Give the data again exactly, stopping after the "fill-rule: evenodd" line.
===== RECORDS TO USE =====
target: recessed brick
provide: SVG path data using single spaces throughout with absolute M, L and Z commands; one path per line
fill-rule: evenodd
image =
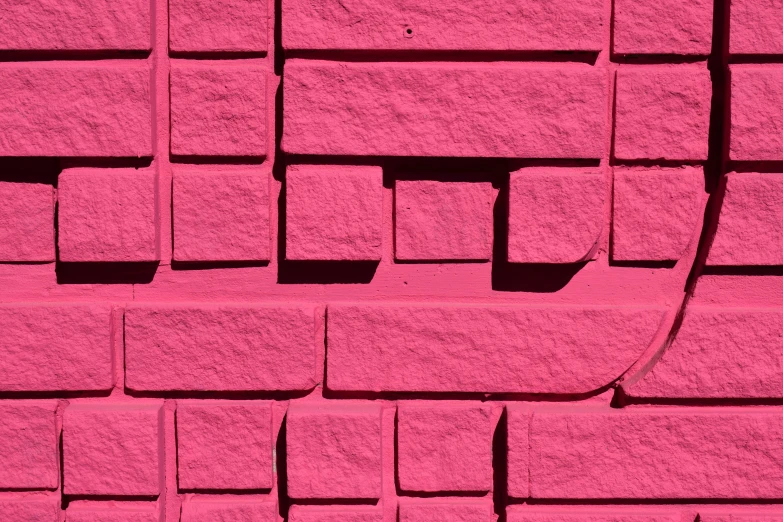
M 291 522 L 383 522 L 383 510 L 362 506 L 291 506 Z
M 400 522 L 490 522 L 492 505 L 486 500 L 400 499 Z
M 13 522 L 59 522 L 60 499 L 49 498 L 0 498 L 0 513 Z
M 0 261 L 54 261 L 54 189 L 0 182 Z
M 783 160 L 783 65 L 732 65 L 730 158 Z
M 783 3 L 731 0 L 730 15 L 732 54 L 783 54 Z
M 530 411 L 521 406 L 506 408 L 508 445 L 508 495 L 527 498 L 530 494 Z
M 187 500 L 182 504 L 182 522 L 276 522 L 277 505 L 263 500 Z
M 264 0 L 170 0 L 169 48 L 188 52 L 265 52 Z
M 667 507 L 509 506 L 508 522 L 690 522 L 682 511 Z
M 159 511 L 154 502 L 71 504 L 65 512 L 65 522 L 159 522 Z
M 54 401 L 0 401 L 0 488 L 57 487 L 56 406 Z
M 614 52 L 708 55 L 713 9 L 712 0 L 615 0 Z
=====
▶ _YOUR RESPONSE_:
target: recessed brick
provide: SVG path data using single spaces throughout with absolute M, L and Z commands; one path per line
fill-rule: evenodd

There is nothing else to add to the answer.